(Beginning of Document text)
US trade deficit shrinks on rising exports

WASHINGTON • A bump in US exports helped shrink America's yawning trade deficit in July while imports from China continued to fall amid the two nations' trade war, government data showed yesterday.

The relatively steady deficit comes as hopes for a near-term resolution to the United States-China conflict slide out of view.

The US trade gap narrowed by 2.7 per cent to US$54 billion (S$75 billion), the largest drop in five months, as the US exported more vehicles, medication, aircraft and oil drilling equipment, said the Commerce Department.

The July dip could support gross domestic product growth at the start of the third quarter. However, economists had been expecting an even bigger deficit decline. Imports from China, the prime target of US President Donald Trump's multi-pronged trade offensive launched last year, fell 1.9 per cent to US$39 billion, their lowest level since April.

Mexico and the European Union appeared to have picked up some of the slack as the US deficit with both markets continued to rise.

The deficit, which is the difference between what the US exports and imports, has widened so far this year by more than 8 per cent.

Weak commodity prices hit US exports for the month. Meanwhile, US imports of services, such as tourism and software royalties, hit a record US$49.6 billion, eating into an area where the US normally enjoys a healthy surplus.
(End of Document text)
(Beginning of Material supplied)
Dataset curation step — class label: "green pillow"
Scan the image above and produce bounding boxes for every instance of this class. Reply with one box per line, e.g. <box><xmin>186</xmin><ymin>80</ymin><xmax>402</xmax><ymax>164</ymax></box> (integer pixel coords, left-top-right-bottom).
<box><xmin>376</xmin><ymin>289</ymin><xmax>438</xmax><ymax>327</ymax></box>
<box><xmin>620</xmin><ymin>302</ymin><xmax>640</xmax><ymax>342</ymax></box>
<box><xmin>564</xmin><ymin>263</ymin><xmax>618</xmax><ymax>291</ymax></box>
(End of Material supplied)
### Exercises
a – In the trade deficit article, condense the paragraph that begins "The July dip could support" into a short bulleted list that keeps its main facts.
b – According to the trade deficit article, what record level did US imports of services reach?
The records are separate material with no connection to the trade deficit article.

### Solutions by task
a –
- The July decline could support GDP growth at the start of the third quarter.
- Economists had expected an even bigger drop in the deficit.
- Imports from China, the main target of President Donald Trump's trade offensive launched last year, fell 1.9 percent to US$39 billion, their lowest level since April.

b – They reached a record US$49.6 billion.